→ **PAGE TEXT**
Fourth-quarter revenue for 2010 increased 41.5 percent to $22.5 million, compared to $15.9 million in the same period of 2009.
Gross profit for the fourth quarter of 2010 increased 41.0 percent to $6.1 million, compared to $4.3 million for the same period in 2009. Gross margin remained similar at 27.2 percent during the fourth quarter of 2010 compared to 27.3 percent for the same period a year ago.
Operating expenses increased 194.7 percent to $1.7 million, compared to $0.6 million in the comparable period last year, as a result of higher selling, general, and administrative expenses related to increased payroll expenses, stock-based compensation, traveling expenses and shipping expenses. The company also significantly increased its bad debt allowance based on its evaluation of its account receivable balances.
Operating income increased 17.9 percent to $4.4 million, compared to $3.8 million for the same period of 2009. Operating margin was 19.7 percent compared to 23.7 percent in the fourth quarter last year.
Net income increased 16.6 percent to $3.1 million, or $0.17 basic earnings per share, compared to $2.7 million, or $0.17 basic earnings per share in the comparable period last year. Diluted earnings per share were $0.13, compared to $0.11 in the same period of 2009.

→ **GIVEN RECORDS**
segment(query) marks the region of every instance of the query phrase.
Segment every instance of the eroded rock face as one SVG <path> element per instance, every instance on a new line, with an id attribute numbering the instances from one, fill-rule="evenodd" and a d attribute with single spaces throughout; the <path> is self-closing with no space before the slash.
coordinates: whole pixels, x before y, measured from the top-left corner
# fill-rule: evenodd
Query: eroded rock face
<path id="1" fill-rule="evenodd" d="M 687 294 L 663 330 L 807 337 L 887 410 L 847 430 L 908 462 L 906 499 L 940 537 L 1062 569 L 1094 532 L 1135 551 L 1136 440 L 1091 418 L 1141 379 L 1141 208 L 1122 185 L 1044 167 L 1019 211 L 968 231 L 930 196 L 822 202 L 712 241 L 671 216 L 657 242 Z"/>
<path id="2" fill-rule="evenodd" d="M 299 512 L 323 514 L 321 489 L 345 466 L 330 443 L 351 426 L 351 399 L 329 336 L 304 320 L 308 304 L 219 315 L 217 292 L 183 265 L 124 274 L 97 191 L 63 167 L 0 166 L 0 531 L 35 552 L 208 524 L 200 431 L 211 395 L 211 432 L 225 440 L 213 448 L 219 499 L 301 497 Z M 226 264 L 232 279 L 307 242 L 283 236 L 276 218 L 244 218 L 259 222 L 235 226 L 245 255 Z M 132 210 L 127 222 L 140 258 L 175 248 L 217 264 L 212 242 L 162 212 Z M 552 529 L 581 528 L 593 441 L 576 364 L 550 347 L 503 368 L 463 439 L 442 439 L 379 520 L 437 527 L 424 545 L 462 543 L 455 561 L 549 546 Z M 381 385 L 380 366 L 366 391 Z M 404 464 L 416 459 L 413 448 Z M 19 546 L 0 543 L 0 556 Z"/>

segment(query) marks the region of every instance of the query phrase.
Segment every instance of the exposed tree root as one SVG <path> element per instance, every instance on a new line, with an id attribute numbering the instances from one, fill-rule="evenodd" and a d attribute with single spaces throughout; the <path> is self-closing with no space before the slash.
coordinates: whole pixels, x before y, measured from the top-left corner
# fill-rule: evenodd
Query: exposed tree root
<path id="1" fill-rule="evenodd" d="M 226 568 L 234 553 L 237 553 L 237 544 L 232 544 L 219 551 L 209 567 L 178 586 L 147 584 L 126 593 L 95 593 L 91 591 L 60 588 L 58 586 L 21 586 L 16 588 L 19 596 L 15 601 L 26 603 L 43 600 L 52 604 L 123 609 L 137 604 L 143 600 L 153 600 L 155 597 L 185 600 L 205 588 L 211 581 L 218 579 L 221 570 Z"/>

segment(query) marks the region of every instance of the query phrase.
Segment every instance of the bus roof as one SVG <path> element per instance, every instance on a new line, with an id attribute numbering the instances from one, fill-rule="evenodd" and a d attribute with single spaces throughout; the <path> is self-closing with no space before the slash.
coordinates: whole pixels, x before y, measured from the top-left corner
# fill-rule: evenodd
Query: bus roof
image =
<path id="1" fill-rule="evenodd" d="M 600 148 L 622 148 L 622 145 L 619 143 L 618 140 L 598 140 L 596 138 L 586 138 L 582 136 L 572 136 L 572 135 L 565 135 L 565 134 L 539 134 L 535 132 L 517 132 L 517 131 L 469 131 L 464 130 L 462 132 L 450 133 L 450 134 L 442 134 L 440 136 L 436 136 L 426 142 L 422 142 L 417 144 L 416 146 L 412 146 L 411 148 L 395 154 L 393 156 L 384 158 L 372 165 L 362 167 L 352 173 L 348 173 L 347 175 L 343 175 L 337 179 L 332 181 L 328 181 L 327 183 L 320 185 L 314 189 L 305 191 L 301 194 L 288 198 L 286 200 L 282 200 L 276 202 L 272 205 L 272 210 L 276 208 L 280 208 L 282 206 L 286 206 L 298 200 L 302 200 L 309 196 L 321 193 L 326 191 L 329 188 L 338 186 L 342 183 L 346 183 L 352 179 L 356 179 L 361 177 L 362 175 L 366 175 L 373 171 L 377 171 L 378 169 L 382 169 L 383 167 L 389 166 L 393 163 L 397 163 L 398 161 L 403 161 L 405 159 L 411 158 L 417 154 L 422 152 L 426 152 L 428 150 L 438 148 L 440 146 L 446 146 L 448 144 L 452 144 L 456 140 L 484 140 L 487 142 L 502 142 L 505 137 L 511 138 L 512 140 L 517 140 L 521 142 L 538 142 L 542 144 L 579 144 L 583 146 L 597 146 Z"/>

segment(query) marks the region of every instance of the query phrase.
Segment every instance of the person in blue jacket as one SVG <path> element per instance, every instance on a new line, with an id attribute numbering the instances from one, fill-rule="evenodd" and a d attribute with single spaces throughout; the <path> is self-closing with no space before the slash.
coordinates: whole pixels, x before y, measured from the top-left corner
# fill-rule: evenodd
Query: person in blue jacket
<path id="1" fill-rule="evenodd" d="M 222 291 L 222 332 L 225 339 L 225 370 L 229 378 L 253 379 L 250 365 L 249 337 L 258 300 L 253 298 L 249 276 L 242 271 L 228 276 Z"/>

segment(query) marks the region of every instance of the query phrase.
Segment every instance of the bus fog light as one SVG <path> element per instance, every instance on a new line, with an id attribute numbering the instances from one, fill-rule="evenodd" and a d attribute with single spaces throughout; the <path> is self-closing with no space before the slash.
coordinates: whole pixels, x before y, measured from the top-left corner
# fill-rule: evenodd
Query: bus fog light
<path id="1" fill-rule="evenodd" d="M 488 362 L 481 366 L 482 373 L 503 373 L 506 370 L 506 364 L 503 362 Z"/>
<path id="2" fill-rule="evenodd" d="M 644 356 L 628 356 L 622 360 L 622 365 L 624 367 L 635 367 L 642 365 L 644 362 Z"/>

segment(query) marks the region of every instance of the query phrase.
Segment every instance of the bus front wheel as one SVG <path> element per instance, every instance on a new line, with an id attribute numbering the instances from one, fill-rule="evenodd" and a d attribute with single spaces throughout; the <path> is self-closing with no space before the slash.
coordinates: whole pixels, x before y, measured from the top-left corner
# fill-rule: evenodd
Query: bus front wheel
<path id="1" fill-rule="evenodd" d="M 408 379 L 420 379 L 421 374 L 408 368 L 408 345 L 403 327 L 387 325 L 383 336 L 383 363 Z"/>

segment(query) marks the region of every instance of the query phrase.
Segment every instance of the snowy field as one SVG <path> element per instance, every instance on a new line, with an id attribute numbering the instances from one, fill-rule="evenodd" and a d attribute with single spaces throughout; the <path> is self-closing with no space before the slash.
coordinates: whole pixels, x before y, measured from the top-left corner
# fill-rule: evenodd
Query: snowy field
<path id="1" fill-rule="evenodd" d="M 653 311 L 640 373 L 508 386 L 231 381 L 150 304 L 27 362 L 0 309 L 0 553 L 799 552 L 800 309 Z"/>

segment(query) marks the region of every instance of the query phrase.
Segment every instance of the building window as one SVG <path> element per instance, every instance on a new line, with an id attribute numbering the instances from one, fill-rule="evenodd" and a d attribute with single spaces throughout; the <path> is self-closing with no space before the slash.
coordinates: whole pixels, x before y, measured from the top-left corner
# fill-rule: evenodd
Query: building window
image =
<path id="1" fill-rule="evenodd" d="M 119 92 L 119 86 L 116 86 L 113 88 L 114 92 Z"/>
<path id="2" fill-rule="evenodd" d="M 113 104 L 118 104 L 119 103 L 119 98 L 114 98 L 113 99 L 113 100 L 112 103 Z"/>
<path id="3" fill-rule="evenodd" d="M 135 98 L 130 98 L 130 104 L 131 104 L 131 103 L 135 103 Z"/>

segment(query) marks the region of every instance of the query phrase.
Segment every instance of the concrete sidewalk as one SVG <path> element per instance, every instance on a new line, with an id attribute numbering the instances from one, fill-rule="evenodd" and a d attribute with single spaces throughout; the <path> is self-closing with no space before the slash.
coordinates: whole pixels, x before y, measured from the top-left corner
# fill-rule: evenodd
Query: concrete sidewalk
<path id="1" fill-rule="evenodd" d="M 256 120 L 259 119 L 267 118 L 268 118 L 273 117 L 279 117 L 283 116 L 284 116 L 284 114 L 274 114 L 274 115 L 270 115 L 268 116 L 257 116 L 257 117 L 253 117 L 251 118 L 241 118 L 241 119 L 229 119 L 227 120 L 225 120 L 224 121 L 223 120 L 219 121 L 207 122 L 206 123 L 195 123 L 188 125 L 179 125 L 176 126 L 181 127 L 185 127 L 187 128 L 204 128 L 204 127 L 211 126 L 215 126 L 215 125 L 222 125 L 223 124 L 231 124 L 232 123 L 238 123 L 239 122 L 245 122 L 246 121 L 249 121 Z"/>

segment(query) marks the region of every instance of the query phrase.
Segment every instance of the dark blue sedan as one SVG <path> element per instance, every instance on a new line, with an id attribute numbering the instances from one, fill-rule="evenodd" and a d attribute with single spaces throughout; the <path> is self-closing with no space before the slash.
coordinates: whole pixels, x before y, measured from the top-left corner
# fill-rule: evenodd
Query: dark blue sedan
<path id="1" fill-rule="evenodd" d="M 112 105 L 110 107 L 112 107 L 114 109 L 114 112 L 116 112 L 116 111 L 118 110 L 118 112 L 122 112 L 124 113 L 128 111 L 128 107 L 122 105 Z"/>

→ **REQUIRED WORK**
Extend the fourth-quarter 2010 earnings summary by writing what comes after its final sentence.

→ **IN RESPONSE**
“In the fourth quarter of 2010, we continued to expand our market presence in the wind sector. We reported strong year-over-year and quarter-over-quarter revenue growth from our business selling forged products to the wind industry,” Jianhua Wu, chairman and CEO of China Wind Systems stated in the press release. “During the quarter, we delivered precision forged products from our newly built electro-slag remelting facility while maintaining output from our traditional forged rolled ring facility. … In addition, our next generation, energy efficient and environmentally friendly dyeing machines continue to gain increased traction and we are receiving strong customer interest.”
For the year ended December 31, 2010, revenues increased 48.8 percent to $79.5 million from $53.5 million in 2009. Gross profit increased 61.9 percent to $20.9 million, compared to $12.9 million last year. Operating income increased 44.8 percent to $15.5 million from $10.7 million in 2009. Net income was $11.1 million, or $0.62 basic earnings per share, a 45.5 percent increase from $7.6 million, or $0.37 basic earnings per share, reported last year. earnings per share in 2010 and 2009 were $0.44 and $0.24, respectively.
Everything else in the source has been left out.